(EXTRAIT CHOISI)
☆ ☆ ☆ ☆ ☆

Que le régiment a été éprouvé, il nous reste encore la moitié de nos hommes, mais très peu de morts. 6 pour la compagnie, les autres sont blessés.

Bonjour à tous, et à toi ma Jeanne et mon Roger mes meilleurs baisers.

 

Les 22 – 23 – repos – en réserve – garde des ponts – J’ai bu du café dans une tasse avec inscription : Jeanne.

Quel bonheur.

 

Le 24 – Nous quittons le 33eme pour rejoindre le 110eme qui est au feu. Nous attendrons encore qu’on veuille bien nous verser dans une compagnie.

Le commandant du 33eme nous a fait ses adieux et m’a embrassé pour tous nos soldats.

 

Le 25

Versé à la 12e cie, comme commandant de compagnie.

☆ ☆ ☆ ☆ ☆

(DONNÉES FOURNIES)
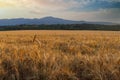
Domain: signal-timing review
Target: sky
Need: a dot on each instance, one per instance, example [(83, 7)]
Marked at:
[(83, 10)]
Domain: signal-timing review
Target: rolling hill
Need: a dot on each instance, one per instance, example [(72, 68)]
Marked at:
[(46, 20)]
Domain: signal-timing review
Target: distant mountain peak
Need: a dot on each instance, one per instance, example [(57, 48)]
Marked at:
[(45, 20)]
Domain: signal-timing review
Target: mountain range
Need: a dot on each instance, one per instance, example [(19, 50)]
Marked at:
[(46, 20)]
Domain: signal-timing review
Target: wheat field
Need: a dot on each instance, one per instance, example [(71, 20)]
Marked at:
[(59, 55)]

☆ ☆ ☆ ☆ ☆

(CONSIGNES)
**A.** Répondez en quelques mots à ces questions sur l'extrait :
(i) Combien de morts compte la compagnie ?
(ii) Quelle inscription porte la tasse dans laquelle le café a été bu ?
(iii) Le 25, dans quelle compagnie se fait l'affectation ?
**B.** Affichez telles quelles toutes les lignes de la liste, du domaine aux points marqués, en laissant de côté les images.
L'extrait et la liste n'ont pas la même origine.

(LES RÉPONSES)
**A.**
(i) 6 morts.
(ii) Jeanne.
(iii) La 12e compagnie.

**B.**
Domain: signal-timing review
Target: sky
Need: a dot on each instance, one per instance, example [(83, 7)]
Marked at:
[(83, 10)]
Domain: signal-timing review
Target: rolling hill
Need: a dot on each instance, one per instance, example [(72, 68)]
Marked at:
[(46, 20)]
Domain: signal-timing review
Target: distant mountain peak
Need: a dot on each instance, one per instance, example [(57, 48)]
Marked at:
[(45, 20)]
Domain: signal-timing review
Target: mountain range
Need: a dot on each instance, one per instance, example [(19, 50)]
Marked at:
[(46, 20)]
Domain: signal-timing review
Target: wheat field
Need: a dot on each instance, one per instance, example [(71, 20)]
Marked at:
[(59, 55)]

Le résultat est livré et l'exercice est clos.